Short task 1:
Reproduce word for word the part of the listing that opens with the line containing "You serve as" and closes with the line containing "[476,168,1081,781]", including both of those lines.
═════ Excerpted passage ═════
While Joel is back on the grid now and said that "technology is a gift from God and should never be turned off," he did learn something about his addiction.

"When Sunday night arrived, I dreaded turning my computer back on. I knew it meant I'd have to do work or respond to e-mails from friends and family, i.e., more work ... I did learn that I'd rather hang out with my wife and son than find out every time someone retweets me. I don't want to feel the need to respond to everything as soon as I can."

Read his entire column in Time magazine here.

Watch the Huffington Post for more reports from the "Unplug Challenge," which is sponsored by Reboot, a non-profit organization that aims to reinvent the cultures, traditions and rituals of Jewish life for a broad audience.

This month, Josh Radnor, star of the CBS series How I Met Your Mother and writer, director and star of the movie happythankyoumoreplease (winner of the Audience Award at Sundance 2010) will power down.

The Sabbath Manifesto "Unplug Challenge" builds on the success of Reboot's National Day of Unplugging March 20, 2010, when people were asked to shut off their cell phones and computers for 24 hours. Stein and Radnor are members of the Reboot network.

Reboot's Sabbath Manifesto is a new project that is encouraging young, hyper-connected, and frequently frantic people of all denominations to re-embrace the ancient beauty of a day of rest.

Post your stories of what it was like for you to unplug for 24 hours on our Sabbath Manifesto site. Every month, we will choose a testimonial from those posted and pair it with the "Unplug Challenge" column on the Huffington Post.

This month, we are highlighting an unplugging testimonial from Mark Gardner, a 34-year-old information security specialist living in the United Kingdom. Gardner is not Jewish but was intrigued by the idea of the Sabbath Manifesto's National Day of Unplugging.

"Now, I'm not Jewish but the idea seemed a good one. My wife especially thought it was a good idea -- I'm always on my phone, be it reading twitter, surfing the web or playing games, and for that reason she was convinced I couldn't do it," he wrote in a post on his blog.

To start with it was hard. Your immediate reaction is to pick your phone up in a spare millisecond. However, once that urge passed, although it never truly did, the changes in me were remarkable. I was more attentive, my concentration span was greater, I was even calmer. These outcomes surprised me -- does my phone make that much difference? Yes I think it does, particularly to me. I missed one particularly important e-mail, which ironically was received about 30 seconds after I turned my phone off. But did 24 hours without receiving that e-mail, or viewing twitter, or Facebook make that much of a difference, on a weekend? No, not at all. On a side note, I'm still questioning whether not viewing Facebook at all would make a difference!

After his experience, Gardner has decided to make unplugging a regular weekly practice.

"Try it -- see what reaction you get," he wrote.
═════ Data shown ═════
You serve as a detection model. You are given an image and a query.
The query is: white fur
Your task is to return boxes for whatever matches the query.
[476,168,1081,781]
═════
═════ Data shown ═════
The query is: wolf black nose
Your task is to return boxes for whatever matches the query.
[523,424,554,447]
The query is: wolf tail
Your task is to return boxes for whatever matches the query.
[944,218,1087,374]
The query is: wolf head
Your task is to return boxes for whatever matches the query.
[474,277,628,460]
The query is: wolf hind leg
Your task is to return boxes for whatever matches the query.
═════
═════ Data shown ═════
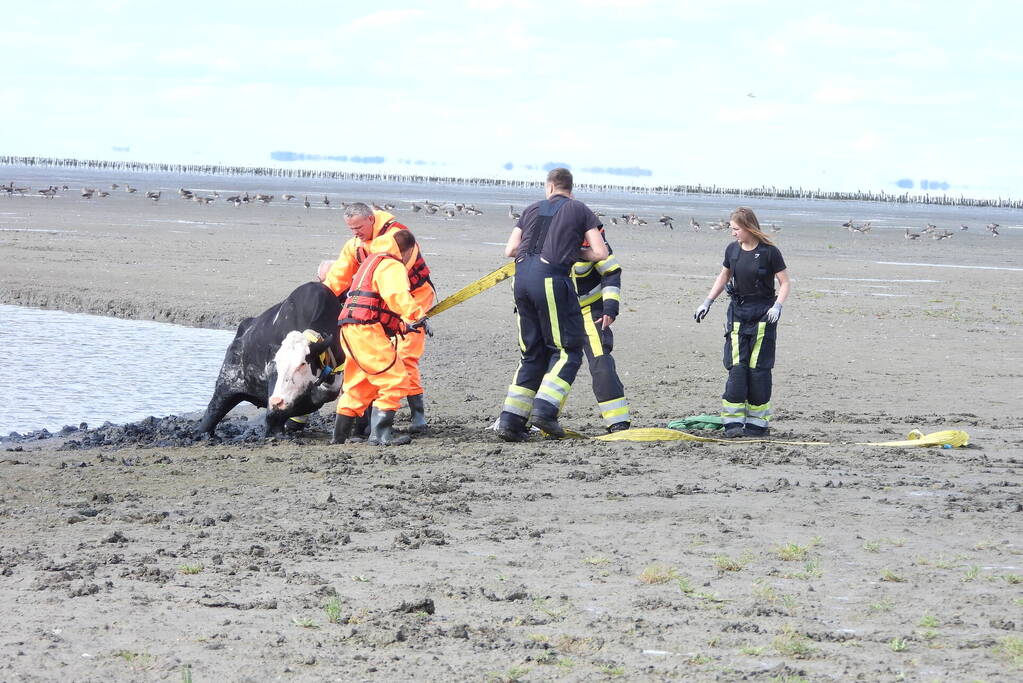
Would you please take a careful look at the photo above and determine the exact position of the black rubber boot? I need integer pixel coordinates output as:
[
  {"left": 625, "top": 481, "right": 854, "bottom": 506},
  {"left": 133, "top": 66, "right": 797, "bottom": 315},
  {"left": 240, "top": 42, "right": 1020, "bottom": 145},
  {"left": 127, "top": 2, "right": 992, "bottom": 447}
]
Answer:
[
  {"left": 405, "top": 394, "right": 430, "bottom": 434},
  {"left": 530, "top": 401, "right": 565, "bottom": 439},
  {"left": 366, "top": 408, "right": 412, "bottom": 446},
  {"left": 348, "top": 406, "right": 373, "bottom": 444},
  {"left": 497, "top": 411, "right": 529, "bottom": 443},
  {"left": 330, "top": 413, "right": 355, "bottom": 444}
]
═════
Short task 2:
In the Unplug Challenge passage, what activities does Mark Gardner name as the ways he is always on his phone?

Final result 1:
You serve as a detection model. You are given an image and a query.
The query is: white fur
Your task is to return boxes for whatever matches the query.
[476,168,1081,781]

Final result 2:
- reading twitter
- surfing the web
- playing games